_CHALLENGE_:
Revise the material below by changing each "Detect" to "Locate" and keeping every other line the same.

|---|

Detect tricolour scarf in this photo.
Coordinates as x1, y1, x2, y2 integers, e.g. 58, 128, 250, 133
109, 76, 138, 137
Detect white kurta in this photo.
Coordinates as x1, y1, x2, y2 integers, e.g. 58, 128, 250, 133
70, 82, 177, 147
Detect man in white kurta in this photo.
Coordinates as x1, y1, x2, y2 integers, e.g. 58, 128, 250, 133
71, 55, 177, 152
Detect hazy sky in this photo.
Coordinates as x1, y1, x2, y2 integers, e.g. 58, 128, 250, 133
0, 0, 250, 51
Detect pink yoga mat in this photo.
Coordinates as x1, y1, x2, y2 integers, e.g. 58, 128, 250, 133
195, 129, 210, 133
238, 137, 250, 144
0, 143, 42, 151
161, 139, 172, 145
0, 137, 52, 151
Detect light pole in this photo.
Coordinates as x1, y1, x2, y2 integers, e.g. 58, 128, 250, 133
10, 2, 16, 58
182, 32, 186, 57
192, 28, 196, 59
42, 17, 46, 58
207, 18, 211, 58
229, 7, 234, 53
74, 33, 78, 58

|---|

_ANSWER IN FULL_:
Locate tricolour scarf in this photo.
Coordinates as x1, y1, x2, y2 integers, e.g. 58, 128, 250, 133
109, 76, 138, 137
Locate white kurta in this photo.
Coordinates as x1, y1, x2, y2 integers, e.g. 58, 128, 250, 133
70, 82, 177, 147
Locate man in white kurta in this photo.
Coordinates as x1, y1, x2, y2 integers, e.g. 58, 128, 250, 133
71, 55, 177, 152
Locate hazy sky in this photo.
Coordinates as x1, y1, x2, y2 integers, e.g. 58, 128, 250, 133
0, 0, 250, 51
Locate pink yoga mat in this photo.
Coordinates as x1, y1, x2, y2 integers, e.g. 58, 128, 250, 133
195, 129, 210, 133
238, 137, 250, 144
0, 143, 42, 151
161, 139, 172, 145
0, 137, 52, 151
Locate light pole in this photo.
Coordinates as x1, y1, x2, y2 integers, e.g. 58, 128, 250, 133
10, 2, 16, 58
182, 32, 186, 57
192, 28, 196, 59
42, 17, 46, 58
207, 18, 211, 58
229, 7, 234, 53
74, 33, 78, 58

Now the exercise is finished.